Selected text
Re: [PATCH 0/3] vmsplice: make vmsplice a trivial wrapper for preadv2/pwritev2

From: David Laight

Date: Fri Jun 05 2026 - 08:27:00 EST

On Fri, 5 Jun 2026 11:43:45 +0200
Stefan Metzmacher <metze@xxxxxxxxx> wrote:

> Hi Linus,
>
> >> Am I understanding correctly that this will completely break zerocopy
> >> sendfile?
> >
> > Very much, yes.
> >
> > And it's worth making it very very clear that ABSOLUTELY NONE of the
> > recent big security bugs were in splice.
> >
> > They were all in the networking and crypto code that just didn't deal
> > with shared data correctly.
> >
> > So in that sense, it's a bit sad to discuss castrating splice.
> >
> > But it's probably still the right thing to at least try.
> >
> > I've seen very impressive benchmark numbers over the years, but
> > they've often smelled more like benchmarketing than actual real work.
> >
> > There's also a real possibility that a lot of the sendfile / splice
> > advantage has little to do with zero-copy, and more to do with the
> > cost of mapping and maintaining buffers in user space.
> >
> > If you are sending file data using plain reads and writes, it's not
> > just the "copy from user space to socket data structures".
> >
> > There's also the cost of populating user space in the first place:
> > page faults for mmap made *that* historical copy avoidance basically a
> > fairy tale.
> >
> > And not using mmap means that you have the cost of double caching in
> > the kernel _and_ user space etc.
> >
> > So sendfile() as a concept (whether you use combinations of splice()
> > system calls or the sendfile system call itsefl) isn't necessarily
> > only about the zero-copy, it's really also about avoiding the user
> > space memory management.
>
> I don't think so. Ok, maybe for webservers just serving tiny
> html files, that's true. But for me with Samba it's really the
> copy_to/from_iter() that is the major factor.

Is that copy also doing the ip checksum?
I really can't tell from the code (it does sometimes, even for tcp).
But I can't help feeling that optimisation is well past its sell by date.

-- David

>
> We can use io_uring with IOSQE_ASYNC in order to offload
> the memcpy cpu wasting to different cores, but it's still
> wasting a lot of resources.
>
> For the case of filesystem => socket, we can use
> IORING_OP_SENDMSG_ZC and that at least removes the
> copy_from_iter() in the sendmsg path, but the
> IORING_OP_READV of buffers in the sizes up to 8MBytes
> is wasting cpu in copy_to_iter().
>
> For the case with smbdirect and RDMA offload with 2x200GBit/s links
> changes from only ~33GBytes/s are used (and the server cpu even if using multiple cores)
> is the limit. Without the memcpy waste ~46GByte/s is easily reached
> and the limit is just the network link.
>
> Maybe another solution could be having a version of
> copy_to/from_iter that uses async_memcpy(), but didn't
> have the time to experiment with that yet. Maybe a new flag
> to preadv2/pwritev2 could control that, so that the
> application can decide what's better.
>
> But without an alternative please don't kill splice.
>
> A lot of people are frustrated because they bought hardware
> that is able to handle a lot of throughput, but
> e.g. with the default of smb over tcp they get no
> higher than 3.5GByte/s on a 100GBit/s link that's able
> to handle ~11GBytes/s. And io_uring and splice are
> a key factor to fix that.
>
> Thanks!
> metze
>

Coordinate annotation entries
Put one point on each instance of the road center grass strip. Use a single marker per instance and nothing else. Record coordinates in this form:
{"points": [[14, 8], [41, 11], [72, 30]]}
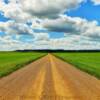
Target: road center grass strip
{"points": [[88, 62], [12, 61]]}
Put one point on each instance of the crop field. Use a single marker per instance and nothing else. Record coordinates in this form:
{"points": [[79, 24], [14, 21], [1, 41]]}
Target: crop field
{"points": [[11, 61], [88, 62]]}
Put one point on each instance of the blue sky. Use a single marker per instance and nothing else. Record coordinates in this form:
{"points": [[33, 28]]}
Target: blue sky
{"points": [[87, 10], [63, 25]]}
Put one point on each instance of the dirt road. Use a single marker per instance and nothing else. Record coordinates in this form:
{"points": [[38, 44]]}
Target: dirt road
{"points": [[49, 78]]}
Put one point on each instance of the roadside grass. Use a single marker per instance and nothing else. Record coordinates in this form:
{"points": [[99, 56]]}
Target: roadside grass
{"points": [[88, 62], [12, 61]]}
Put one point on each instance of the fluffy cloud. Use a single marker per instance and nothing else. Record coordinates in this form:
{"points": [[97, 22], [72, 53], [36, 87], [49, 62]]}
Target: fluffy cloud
{"points": [[11, 27], [73, 25]]}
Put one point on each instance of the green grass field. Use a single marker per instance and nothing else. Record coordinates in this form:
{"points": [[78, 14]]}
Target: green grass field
{"points": [[11, 61], [88, 62]]}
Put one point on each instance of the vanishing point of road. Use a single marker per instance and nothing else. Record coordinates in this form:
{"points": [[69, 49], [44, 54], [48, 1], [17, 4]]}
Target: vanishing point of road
{"points": [[49, 78]]}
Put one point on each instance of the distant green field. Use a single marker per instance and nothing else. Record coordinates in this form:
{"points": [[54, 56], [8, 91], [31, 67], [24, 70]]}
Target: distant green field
{"points": [[88, 62], [11, 61]]}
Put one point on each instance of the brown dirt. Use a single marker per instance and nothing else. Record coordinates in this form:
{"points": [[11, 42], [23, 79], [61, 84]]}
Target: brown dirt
{"points": [[49, 78]]}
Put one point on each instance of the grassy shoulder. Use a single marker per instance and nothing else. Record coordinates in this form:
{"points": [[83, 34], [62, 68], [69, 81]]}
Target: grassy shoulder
{"points": [[12, 61], [88, 62]]}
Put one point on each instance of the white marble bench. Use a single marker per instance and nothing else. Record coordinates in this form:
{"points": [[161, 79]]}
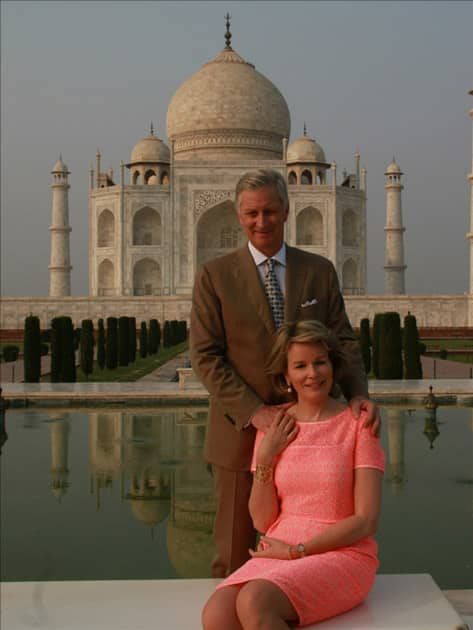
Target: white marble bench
{"points": [[397, 602]]}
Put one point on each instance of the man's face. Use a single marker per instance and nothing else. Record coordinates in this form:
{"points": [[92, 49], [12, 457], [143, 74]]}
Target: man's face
{"points": [[262, 216]]}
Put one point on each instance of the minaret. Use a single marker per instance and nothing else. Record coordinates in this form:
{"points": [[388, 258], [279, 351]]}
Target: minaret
{"points": [[394, 267], [60, 267], [470, 233]]}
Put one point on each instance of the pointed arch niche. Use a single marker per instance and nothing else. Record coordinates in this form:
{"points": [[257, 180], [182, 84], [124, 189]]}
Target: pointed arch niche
{"points": [[146, 227], [350, 229], [350, 277], [106, 278], [309, 227], [106, 229], [218, 232], [146, 277]]}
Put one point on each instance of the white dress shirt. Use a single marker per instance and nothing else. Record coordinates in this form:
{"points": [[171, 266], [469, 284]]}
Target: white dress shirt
{"points": [[279, 269]]}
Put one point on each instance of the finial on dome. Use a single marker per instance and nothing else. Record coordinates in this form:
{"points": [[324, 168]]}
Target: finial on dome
{"points": [[228, 35]]}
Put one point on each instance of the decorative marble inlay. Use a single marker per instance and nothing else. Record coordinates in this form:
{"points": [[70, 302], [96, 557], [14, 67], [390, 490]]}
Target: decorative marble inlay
{"points": [[204, 199]]}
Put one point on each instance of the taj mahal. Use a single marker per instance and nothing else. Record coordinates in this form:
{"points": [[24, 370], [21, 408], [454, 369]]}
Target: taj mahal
{"points": [[171, 209]]}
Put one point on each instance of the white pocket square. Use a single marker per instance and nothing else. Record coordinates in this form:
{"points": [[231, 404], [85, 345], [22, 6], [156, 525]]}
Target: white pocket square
{"points": [[309, 303]]}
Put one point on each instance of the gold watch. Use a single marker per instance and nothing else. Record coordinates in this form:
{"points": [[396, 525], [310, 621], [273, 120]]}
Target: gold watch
{"points": [[297, 551]]}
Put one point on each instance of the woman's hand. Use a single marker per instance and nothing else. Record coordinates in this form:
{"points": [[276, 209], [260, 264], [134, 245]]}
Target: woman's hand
{"points": [[271, 548], [281, 432]]}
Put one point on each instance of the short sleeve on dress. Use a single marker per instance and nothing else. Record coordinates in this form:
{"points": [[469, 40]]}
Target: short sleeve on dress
{"points": [[368, 450]]}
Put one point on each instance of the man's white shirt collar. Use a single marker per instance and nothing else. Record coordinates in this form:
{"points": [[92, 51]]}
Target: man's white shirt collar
{"points": [[260, 258]]}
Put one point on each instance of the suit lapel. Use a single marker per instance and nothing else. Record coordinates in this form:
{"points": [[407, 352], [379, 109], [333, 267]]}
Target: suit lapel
{"points": [[250, 286], [296, 276]]}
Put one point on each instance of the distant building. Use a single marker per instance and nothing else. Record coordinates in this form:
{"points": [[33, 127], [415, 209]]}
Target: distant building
{"points": [[149, 236]]}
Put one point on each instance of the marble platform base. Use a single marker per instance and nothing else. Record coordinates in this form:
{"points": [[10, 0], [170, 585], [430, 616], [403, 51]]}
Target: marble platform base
{"points": [[407, 602]]}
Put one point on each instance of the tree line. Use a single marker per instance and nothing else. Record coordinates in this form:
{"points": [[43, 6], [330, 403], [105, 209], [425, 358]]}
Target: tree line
{"points": [[117, 342], [389, 351]]}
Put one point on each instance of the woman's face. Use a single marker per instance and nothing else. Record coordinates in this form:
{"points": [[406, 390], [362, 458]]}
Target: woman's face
{"points": [[309, 371]]}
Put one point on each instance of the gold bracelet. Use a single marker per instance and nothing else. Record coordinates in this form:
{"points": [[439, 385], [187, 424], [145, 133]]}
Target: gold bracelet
{"points": [[263, 474]]}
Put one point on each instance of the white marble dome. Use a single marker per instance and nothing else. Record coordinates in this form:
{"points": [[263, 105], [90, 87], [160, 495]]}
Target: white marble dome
{"points": [[393, 168], [228, 109], [305, 149], [60, 167], [150, 149]]}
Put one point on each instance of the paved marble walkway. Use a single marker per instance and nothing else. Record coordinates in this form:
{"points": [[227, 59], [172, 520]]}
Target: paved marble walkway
{"points": [[152, 391], [397, 602]]}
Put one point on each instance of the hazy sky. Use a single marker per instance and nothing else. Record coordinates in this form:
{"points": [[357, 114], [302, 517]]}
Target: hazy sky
{"points": [[386, 78]]}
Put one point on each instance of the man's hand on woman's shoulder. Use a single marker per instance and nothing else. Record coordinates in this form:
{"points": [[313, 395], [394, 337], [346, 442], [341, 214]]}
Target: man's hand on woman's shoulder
{"points": [[373, 418]]}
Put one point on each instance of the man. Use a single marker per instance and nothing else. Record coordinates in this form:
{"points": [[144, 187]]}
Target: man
{"points": [[231, 328]]}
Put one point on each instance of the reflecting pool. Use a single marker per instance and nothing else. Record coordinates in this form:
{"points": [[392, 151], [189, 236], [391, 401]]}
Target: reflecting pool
{"points": [[125, 494]]}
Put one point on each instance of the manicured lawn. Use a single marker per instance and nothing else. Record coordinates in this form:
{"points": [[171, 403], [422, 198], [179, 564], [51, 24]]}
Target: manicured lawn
{"points": [[131, 372]]}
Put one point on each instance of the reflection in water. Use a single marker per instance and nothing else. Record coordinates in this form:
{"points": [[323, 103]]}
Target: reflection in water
{"points": [[395, 473], [156, 521], [59, 428], [431, 430], [157, 459]]}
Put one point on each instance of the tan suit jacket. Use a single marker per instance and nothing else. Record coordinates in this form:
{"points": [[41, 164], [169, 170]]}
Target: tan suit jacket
{"points": [[230, 335]]}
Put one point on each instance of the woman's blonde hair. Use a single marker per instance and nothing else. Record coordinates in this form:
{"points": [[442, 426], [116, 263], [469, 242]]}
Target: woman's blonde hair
{"points": [[305, 331]]}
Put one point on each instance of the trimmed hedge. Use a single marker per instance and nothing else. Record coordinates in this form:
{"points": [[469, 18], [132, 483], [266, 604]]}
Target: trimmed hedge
{"points": [[10, 353], [132, 339], [87, 347], [111, 345], [390, 347], [101, 345], [32, 350], [365, 343], [123, 341], [412, 348], [143, 340]]}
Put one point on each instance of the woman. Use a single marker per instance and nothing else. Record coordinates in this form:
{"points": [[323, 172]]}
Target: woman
{"points": [[316, 493]]}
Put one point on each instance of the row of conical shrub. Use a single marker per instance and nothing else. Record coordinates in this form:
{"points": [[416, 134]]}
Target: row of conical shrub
{"points": [[391, 352], [116, 345]]}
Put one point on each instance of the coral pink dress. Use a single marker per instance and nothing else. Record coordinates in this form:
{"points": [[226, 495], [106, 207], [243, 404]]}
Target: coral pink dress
{"points": [[314, 480]]}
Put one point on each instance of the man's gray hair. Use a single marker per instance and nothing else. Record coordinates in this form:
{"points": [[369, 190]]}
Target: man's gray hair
{"points": [[254, 180]]}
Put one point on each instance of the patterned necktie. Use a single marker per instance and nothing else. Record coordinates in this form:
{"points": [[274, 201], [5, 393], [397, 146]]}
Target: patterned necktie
{"points": [[274, 293]]}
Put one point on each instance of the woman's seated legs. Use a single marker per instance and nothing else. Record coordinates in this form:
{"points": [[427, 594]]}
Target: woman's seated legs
{"points": [[220, 610], [261, 605]]}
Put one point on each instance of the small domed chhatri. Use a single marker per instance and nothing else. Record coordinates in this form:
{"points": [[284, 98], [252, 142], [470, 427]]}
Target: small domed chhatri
{"points": [[305, 149], [228, 109], [60, 167], [151, 235], [150, 149], [393, 168]]}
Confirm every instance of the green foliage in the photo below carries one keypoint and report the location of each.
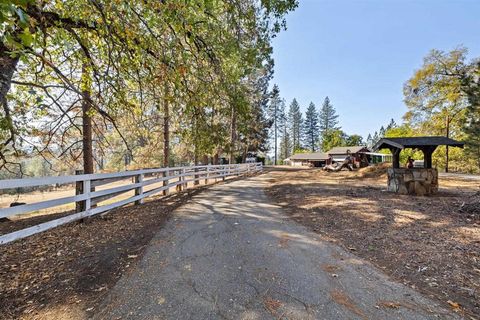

Required work
List every throughput figure in the mailing-list reply about vmsplice that is expressed in gigabytes per second.

Response to the task
~33GBytes/s
~46GByte/s
3.5GByte/s
~11GBytes/s